Entries shown
⁂
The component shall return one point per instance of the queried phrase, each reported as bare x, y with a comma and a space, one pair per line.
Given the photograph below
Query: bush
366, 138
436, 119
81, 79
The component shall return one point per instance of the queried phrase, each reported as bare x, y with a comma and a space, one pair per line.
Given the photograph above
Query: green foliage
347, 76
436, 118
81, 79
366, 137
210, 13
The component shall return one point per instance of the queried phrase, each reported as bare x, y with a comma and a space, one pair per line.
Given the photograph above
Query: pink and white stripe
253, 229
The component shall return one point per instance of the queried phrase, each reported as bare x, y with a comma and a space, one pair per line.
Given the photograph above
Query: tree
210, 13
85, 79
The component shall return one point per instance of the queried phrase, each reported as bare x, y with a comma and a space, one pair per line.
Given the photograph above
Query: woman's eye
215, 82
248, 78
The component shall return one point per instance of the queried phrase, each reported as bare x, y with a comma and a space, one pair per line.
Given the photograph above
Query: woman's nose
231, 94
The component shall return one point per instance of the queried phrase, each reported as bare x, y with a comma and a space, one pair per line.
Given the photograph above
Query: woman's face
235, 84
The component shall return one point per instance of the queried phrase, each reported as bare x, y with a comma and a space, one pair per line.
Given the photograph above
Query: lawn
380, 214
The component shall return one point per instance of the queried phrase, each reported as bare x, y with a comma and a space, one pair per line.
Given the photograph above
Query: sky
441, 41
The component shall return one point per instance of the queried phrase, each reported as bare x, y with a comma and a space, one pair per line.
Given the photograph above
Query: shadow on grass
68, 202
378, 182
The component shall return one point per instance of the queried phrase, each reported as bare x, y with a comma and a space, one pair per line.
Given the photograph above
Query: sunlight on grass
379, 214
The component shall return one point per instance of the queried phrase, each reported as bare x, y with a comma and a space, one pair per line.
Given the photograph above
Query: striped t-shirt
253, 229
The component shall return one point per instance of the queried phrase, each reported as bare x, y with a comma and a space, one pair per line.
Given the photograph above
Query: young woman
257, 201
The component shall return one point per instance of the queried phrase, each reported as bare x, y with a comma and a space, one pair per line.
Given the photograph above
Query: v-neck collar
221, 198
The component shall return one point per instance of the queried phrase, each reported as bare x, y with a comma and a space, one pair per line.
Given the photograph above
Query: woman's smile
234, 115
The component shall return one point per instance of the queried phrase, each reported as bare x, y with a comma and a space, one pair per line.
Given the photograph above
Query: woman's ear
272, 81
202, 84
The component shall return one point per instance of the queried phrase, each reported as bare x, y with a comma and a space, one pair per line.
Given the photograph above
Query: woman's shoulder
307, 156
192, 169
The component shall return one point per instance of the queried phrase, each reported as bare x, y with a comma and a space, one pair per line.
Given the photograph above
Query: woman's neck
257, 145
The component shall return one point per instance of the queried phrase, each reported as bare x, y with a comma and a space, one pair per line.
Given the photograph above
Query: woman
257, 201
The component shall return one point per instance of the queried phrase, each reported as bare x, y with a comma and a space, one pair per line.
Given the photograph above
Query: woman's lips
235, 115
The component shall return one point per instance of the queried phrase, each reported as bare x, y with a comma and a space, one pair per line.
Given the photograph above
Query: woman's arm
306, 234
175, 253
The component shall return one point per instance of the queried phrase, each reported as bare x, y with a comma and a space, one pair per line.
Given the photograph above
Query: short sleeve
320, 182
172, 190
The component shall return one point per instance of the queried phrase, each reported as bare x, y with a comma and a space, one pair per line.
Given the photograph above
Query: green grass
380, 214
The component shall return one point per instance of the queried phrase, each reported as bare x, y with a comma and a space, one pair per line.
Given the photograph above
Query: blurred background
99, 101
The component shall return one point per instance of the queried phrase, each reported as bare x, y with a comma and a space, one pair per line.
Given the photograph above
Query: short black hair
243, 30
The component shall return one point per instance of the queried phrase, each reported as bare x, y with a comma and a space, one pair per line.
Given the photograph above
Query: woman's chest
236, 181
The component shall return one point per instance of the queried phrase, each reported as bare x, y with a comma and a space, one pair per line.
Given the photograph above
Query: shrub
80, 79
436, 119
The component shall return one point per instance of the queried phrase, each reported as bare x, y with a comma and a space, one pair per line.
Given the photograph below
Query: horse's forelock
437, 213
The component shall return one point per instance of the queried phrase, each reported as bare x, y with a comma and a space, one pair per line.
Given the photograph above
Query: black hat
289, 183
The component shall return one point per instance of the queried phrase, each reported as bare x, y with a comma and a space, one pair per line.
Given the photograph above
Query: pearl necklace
⁂
To do
Nothing should be left out or altered, so reproduce the whole listing.

Exercise result
The component shall return one point per instance of the queried phrase, each reported as bare x, y with a comma and a space, one pair per line.
Given the photograph below
Query: bush
366, 138
436, 119
81, 79
The component shall return one point per instance of the queried phrase, each reported as bare x, y with a comma and a space, one pair per line.
Given the photograph above
Query: green foliage
347, 76
436, 118
81, 79
366, 137
210, 13
The component shall return one point per instance of the queried phrase, each reported as bare x, y with a comma and a space, one pair per line.
Given the photograph above
Query: pink and white stripe
253, 229
The component shall return one point per instance of the queried phrase, each reported as bare x, y with a comma and a space, one pair per line.
Given the photograph above
Query: tree
210, 13
85, 79
The component shall return one point per instance of the queried phrase, each reported as bare x, y with a comma and a space, one pair per line.
Given the photograph above
Query: woman's eye
215, 82
248, 78
The component shall return one point per instance of the queried phrase, each reported as bare x, y with a comma and a space, one pair per line.
Given the photograph above
Query: woman's nose
231, 94
The component shall return one point per instance of the queried phrase, each reported as bare x, y with a comma and a space, one pair per line.
Given the photograph above
Query: woman's face
235, 84
The component shall return one point per instance of the queried phrase, each reported as bare x, y with a comma and a space, one pair per line.
Given the photograph above
Query: lawn
380, 214
The component shall return one point per instance of the queried phrase, each reported as bare x, y with a comma and a space, one pair per line.
Given the photograph above
Query: sky
441, 41
The component shall return one point per instance of the queried phrase, each reported as bare x, y with a comma and a space, one pair per line.
Given the photograph above
Query: shadow on grass
68, 202
378, 182
The component shall return one point per instance of the queried phrase, each reported as bare x, y with a comma and a space, one pair per line.
Given the photograph above
Query: sunlight on grass
379, 214
The component shall return one point per instance of the queried phrase, each reported as bare x, y with a comma and a space, one pair per line.
Given the photograph above
Query: striped t-shirt
253, 229
The component shall return one point per instance of the queried phrase, each reported as bare x, y with a comma and a space, one pair per line.
Given the photograph above
Query: young woman
257, 201
The component shall return one point per instance of the queried phrase, each reported as bare x, y with a comma and a space, one pair per line.
Given the photograph above
Query: v-neck collar
221, 198
The component shall return one point per instance of the queried phrase, each reported as bare x, y with a comma and a space, one pair per line.
Given the photograph above
Query: woman's smile
234, 115
The component shall return one point per instance of the queried phrase, each reported as bare x, y with a comma and a space, one pair per line.
Given the photograph above
Query: woman's ear
272, 81
202, 84
The component shall return one point per instance of the queried phrase, each reported as bare x, y with a comma and a space, one pair per line.
Given the photograph above
Query: woman's shoulder
307, 156
192, 169
The component shall return one point per instance of the queried phrase, each reported as bare x, y with a comma and a space, one pair per line.
Given the photograph above
Query: woman's neck
257, 145
The component shall return one point per instance of the queried phrase, each reported as bare x, y with a comma and a space, one pair per line.
Given the photograph above
Query: woman
257, 201
The component shall return one point per instance of the queried phrase, each reported as bare x, y with a comma and a space, one pair per line.
Given the photograph above
Query: woman's lips
235, 115
The component shall return one point per instance of the queried phrase, each reported as bare x, y with a comma and a space, one pair per line.
Given the photograph above
Query: woman's arm
306, 234
175, 253
The component shall return one point per instance of the queried phrase, each reported as bare x, y with a comma and a space, one pair per line.
Given the photograph above
Query: short sleeve
320, 182
172, 190
The component shall return one point per instance of the queried phrase, each reported as bare x, y with a comma and a space, one pair per line.
Given the photograph above
Query: green grass
380, 214
The component shall return one point per instance of the queried phrase, each reported as bare x, y with a comma and a space, one pair per line.
Given the photograph above
Query: blurred background
99, 101
The component shall return one point per instance of the queried phrase, each reported as bare x, y with a comma and a space, one pair per line.
Given the photograph above
Query: short black hair
243, 30
The component shall return one point per instance of the queried phrase, each reported as bare x, y with a comma and a space, one pair per line.
Given the photograph above
Query: woman's chest
236, 181
The component shall return one point per instance of the queried phrase, each reported as bare x, y with a comma and a space, one pair per line.
Given the photograph above
Query: shrub
80, 79
436, 119
The component shall return one point per instance of the queried phrase, each reported as bare x, y with a comma and a space, one pair per line.
Given the photograph below
Query: horse's forelock
437, 213
The component shall return one point per instance of the queried phrase, each reported as bare x, y with a comma and a space, one pair per line.
Given the photograph above
Query: black hat
289, 183
The component shall return one point per instance of the queried phrase, each reported as bare x, y with a comma and a space, one pair per line.
Given the photograph above
Query: pearl necklace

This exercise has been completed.